◆ **Prompt**
Present every line of the listing below as a numbered list, skipping any blank lines.

◆ **Input data**
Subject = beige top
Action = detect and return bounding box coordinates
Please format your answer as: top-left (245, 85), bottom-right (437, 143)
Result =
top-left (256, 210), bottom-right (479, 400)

◆ **The response**
1. Subject = beige top
2. Action = detect and return bounding box coordinates
3. Please format your answer as: top-left (245, 85), bottom-right (437, 143)
4. Result =
5. top-left (256, 210), bottom-right (479, 400)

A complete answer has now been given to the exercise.